Set problem. Which lines in the records below contain the string "camera"? Report each of those lines in full, matching case exactly.

Provided data.
+---+
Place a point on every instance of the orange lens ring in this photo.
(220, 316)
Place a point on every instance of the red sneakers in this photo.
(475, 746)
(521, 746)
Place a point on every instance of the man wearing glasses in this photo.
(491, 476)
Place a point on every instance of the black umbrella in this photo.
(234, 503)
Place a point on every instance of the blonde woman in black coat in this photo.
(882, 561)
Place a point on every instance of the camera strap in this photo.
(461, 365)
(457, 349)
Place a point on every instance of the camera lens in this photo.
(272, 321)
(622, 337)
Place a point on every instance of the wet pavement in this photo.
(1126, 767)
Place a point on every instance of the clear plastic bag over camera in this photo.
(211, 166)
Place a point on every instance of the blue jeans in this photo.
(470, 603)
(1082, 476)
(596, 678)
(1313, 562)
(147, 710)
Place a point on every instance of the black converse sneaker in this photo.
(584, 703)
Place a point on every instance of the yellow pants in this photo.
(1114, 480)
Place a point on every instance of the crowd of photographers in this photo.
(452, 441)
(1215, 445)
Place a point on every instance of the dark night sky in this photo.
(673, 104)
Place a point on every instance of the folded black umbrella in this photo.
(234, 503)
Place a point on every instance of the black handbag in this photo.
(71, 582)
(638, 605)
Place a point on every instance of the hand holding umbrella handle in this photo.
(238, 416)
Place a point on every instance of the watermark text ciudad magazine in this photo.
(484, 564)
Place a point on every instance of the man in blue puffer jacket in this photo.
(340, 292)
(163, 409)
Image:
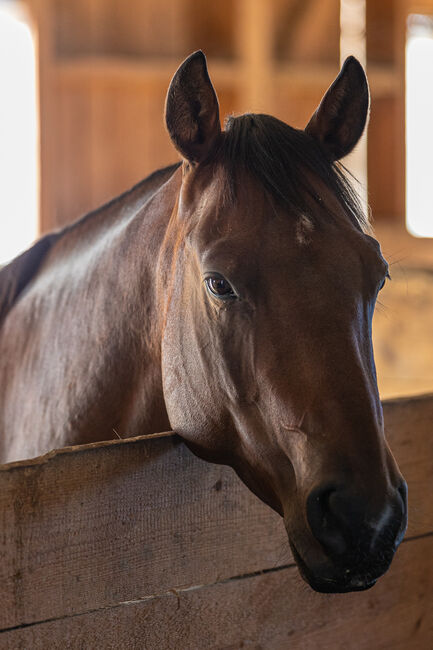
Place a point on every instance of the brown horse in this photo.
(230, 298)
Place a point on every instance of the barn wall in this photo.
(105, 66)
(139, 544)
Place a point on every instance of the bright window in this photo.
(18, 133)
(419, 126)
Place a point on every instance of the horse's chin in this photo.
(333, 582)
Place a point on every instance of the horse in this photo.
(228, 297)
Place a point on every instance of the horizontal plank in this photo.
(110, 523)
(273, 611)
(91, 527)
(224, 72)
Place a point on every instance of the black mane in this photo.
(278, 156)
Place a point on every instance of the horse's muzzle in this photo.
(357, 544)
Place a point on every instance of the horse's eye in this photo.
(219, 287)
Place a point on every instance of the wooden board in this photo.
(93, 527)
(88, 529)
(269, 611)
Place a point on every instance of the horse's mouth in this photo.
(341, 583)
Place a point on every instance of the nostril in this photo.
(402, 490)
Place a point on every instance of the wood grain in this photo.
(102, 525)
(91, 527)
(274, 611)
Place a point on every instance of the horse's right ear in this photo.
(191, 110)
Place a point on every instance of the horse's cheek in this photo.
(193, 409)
+---+
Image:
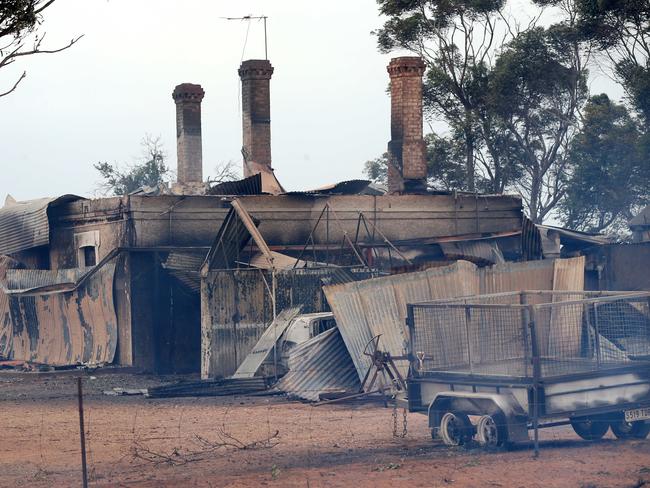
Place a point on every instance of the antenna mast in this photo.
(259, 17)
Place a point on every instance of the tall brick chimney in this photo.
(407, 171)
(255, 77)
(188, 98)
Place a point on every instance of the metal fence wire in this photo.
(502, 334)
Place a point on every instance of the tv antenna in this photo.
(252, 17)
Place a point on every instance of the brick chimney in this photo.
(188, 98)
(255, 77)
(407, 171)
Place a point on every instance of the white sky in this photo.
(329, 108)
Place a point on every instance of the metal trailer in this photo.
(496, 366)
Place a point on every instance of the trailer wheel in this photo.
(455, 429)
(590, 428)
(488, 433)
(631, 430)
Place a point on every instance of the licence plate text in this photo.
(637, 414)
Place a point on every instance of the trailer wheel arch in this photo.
+---+
Finished exercise.
Place a point on every instance of the camera strap in this photo.
Place a point on every instance of the camera lens in this photo.
Place a point on every instance of the clear plastic bag over camera in this photo.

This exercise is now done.